[Data entries]
◇ ◇ ◇
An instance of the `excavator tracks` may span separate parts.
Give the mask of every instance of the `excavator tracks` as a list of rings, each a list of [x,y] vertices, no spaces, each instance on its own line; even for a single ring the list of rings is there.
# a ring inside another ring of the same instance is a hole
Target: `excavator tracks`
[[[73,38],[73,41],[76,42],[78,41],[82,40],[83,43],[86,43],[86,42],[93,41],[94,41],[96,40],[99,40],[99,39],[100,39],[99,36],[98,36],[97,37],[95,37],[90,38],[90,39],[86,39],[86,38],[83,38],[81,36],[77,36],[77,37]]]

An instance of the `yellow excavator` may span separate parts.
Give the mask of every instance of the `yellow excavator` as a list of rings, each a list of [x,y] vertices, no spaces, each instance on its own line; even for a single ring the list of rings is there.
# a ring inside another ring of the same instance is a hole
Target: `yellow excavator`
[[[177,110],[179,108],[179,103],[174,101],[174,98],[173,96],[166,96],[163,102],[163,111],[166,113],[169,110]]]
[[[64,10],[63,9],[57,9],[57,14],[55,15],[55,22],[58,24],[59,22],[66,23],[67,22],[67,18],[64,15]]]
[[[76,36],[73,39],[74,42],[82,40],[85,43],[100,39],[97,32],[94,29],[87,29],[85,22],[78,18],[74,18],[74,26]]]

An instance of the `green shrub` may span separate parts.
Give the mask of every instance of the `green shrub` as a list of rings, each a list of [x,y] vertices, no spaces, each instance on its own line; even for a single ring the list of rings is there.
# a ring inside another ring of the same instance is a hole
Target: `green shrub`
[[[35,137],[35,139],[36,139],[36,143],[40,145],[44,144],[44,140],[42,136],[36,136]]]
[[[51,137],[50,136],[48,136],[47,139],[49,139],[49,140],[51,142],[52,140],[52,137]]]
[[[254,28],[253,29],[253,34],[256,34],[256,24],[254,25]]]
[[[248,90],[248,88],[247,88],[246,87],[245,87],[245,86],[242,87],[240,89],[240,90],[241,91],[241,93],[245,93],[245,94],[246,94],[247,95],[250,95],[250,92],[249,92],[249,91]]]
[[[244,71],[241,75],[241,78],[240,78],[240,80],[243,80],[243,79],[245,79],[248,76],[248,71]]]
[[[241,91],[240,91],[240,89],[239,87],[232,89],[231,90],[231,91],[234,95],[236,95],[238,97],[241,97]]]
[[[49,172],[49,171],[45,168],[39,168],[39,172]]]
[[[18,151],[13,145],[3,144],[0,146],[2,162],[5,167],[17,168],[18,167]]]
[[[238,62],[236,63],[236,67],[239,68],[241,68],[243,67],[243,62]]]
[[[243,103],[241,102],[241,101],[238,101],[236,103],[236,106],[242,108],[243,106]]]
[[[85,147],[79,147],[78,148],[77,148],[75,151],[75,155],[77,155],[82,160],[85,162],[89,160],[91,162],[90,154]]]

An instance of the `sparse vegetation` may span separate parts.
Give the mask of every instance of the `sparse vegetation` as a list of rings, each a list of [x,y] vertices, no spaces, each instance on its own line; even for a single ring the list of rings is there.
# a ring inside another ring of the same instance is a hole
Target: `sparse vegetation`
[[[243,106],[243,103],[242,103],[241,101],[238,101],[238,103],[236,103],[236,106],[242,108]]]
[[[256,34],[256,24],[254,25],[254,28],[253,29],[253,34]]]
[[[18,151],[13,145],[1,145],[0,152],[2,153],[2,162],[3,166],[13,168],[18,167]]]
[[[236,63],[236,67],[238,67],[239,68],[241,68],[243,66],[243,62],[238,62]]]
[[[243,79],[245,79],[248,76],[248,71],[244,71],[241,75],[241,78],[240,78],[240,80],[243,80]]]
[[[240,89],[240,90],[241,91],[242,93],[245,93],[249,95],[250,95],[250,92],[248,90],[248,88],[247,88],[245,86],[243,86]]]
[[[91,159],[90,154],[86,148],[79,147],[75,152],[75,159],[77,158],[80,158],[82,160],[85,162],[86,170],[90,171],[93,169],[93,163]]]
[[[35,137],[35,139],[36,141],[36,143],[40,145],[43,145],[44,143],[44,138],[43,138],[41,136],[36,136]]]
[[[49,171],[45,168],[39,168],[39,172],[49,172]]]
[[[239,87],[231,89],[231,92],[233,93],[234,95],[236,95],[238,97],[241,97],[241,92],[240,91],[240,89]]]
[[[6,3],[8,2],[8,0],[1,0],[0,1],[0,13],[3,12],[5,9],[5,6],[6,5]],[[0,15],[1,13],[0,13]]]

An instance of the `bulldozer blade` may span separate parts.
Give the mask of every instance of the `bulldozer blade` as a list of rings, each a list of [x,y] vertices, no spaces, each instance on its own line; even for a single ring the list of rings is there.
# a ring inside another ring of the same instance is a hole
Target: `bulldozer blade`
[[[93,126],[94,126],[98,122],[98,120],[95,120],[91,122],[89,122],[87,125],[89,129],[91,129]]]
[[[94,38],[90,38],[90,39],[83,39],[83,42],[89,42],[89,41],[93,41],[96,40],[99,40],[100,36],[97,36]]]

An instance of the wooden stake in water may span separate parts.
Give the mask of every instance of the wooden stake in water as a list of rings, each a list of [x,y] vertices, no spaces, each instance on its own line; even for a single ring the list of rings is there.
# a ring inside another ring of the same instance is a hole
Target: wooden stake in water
◇ ◇ ◇
**EXERCISE TASK:** Show each line of the data that includes the string "even". Case matters.

**RESULT OF THE EXERCISE:**
Give the mask of every instance of the `excavator tracks` as a list of rings, each a list of [x,y] vertices, no spaces, each instance on its own line; even for a single ring the list of rings is there.
Give the mask of every instance of the `yellow excavator` as a list of rings, each a list of [x,y] vertices, no spaces, each instance on its own line; even for a single ring the list of rings is there.
Give the mask of every instance of the `green shrub` as a list of rings, each a list of [x,y] vertices, no spaces, each instance on its own line; even for a single ring the list of rings is there.
Give the mask of every instance of the `sparse vegetation` as a list of rings, each a list of [x,y] vertices, no spaces, each instance on its own line; even for a single ring the list of rings is there.
Give the mask of every instance of the `bulldozer blade` as a list of rings, each a list of [x,y] vertices, no spaces, each instance on its own line; even for a single ring the list of rings is there.
Give the mask of every instance of the wooden stake in water as a list of rings, each a list of [x,y] vertices, no spaces, each instance on its own line; even for a single ring the list of rings is there.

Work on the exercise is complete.